_Text provided_.

══════

The scale of destruction that Big Livestock wreaks on the Planet is already approaching that of Big Oil. Together, the top five meat and dairy companies produce as much greenhouse gas emissions as Exxon Mobil. All in all, at least 14.5% of global greenhouse gas emissions come from livestock and this is set to grow, fundamentally threatening our ability to avert the worse of the unfolding climate catastrophe.
The deeper you look, the further the damage extends: Some estimates attribute up to 70% of deforestation in the Amazon basin to the beef industry, with investors such as Blackrock bankrolling the deforestation driven by companies such as JBS, Marfrig and Cargill. Through this destruction, and the destruction of other habitats to convert for animal feed crops, especially soya, these corporations are the main driver of the mass species extinction that we are currently experiencing.

══════

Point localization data
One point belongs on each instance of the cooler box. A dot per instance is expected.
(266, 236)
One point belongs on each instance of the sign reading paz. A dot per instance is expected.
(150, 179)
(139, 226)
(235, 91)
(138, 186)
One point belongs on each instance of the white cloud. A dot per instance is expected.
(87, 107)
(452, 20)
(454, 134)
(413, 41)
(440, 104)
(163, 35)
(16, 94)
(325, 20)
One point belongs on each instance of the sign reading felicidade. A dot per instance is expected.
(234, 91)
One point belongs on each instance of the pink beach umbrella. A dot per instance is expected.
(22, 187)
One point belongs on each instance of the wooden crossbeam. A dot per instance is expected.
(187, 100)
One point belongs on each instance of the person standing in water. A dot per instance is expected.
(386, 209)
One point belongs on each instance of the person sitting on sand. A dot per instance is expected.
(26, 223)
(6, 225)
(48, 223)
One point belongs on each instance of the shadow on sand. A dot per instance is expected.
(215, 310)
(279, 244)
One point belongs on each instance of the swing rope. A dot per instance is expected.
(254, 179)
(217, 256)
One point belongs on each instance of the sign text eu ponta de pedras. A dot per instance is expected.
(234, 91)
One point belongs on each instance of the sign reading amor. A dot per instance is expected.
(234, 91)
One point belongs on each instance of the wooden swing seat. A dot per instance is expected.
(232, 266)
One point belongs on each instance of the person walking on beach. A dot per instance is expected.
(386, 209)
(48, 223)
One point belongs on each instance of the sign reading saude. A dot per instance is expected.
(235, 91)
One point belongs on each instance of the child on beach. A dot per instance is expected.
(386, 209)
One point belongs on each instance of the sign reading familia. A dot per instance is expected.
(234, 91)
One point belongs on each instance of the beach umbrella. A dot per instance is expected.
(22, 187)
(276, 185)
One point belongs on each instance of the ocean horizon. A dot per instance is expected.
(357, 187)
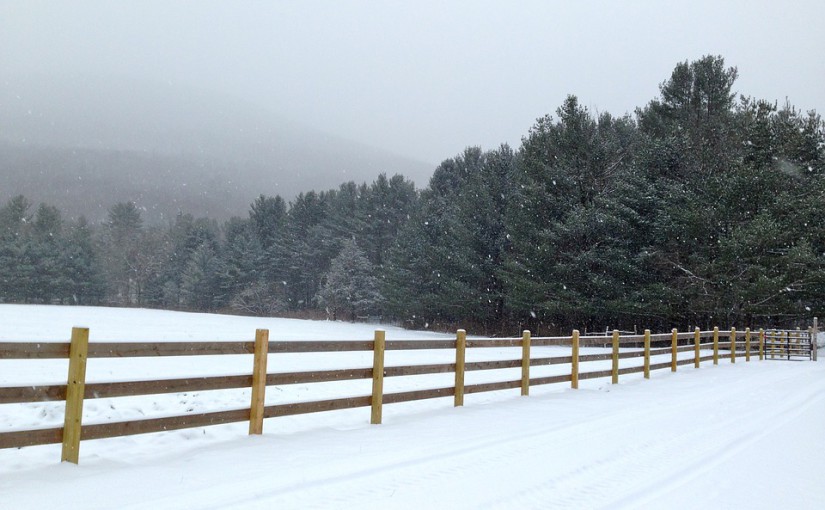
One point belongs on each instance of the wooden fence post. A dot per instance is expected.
(525, 363)
(256, 408)
(574, 373)
(761, 344)
(378, 377)
(460, 357)
(76, 386)
(674, 345)
(697, 339)
(647, 354)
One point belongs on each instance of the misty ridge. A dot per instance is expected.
(84, 143)
(703, 208)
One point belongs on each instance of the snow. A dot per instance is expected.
(748, 435)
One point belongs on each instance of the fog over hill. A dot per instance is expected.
(84, 143)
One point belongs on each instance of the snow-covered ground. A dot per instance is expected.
(749, 435)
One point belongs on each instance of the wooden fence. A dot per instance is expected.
(738, 344)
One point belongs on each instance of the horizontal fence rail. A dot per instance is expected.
(766, 344)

══════

_List of tasks_.
1. Summarize the livestock passage above in two sentences.
2. Copy verbatim the stretch of the livestock passage from "The scale of" through "unfolding climate catastrophe.".

_Answers per task_.
1. The top five meat and dairy companies produce as much greenhouse gas emissions as Exxon Mobil, and livestock accounts for at least 14.5% of global greenhouse gas emissions, a share set to grow that fundamentally threatens the response to the unfolding climate catastrophe. Some estimates attribute up to 70% of Amazon deforestation to the beef industry, which investors such as Blackrock finance, and through this and other habitat destruction for feed crops like soya, these corporations are the main driver of the current mass species extinction.

2.
The scale of destruction that Big Livestock wreaks on the Planet is already approaching that of Big Oil. Together, the top five meat and dairy companies produce as much greenhouse gas emissions as Exxon Mobil. All in all, at least 14.5% of global greenhouse gas emissions come from livestock and this is set to grow, fundamentally threatening our ability to avert the worse of the unfolding climate catastrophe.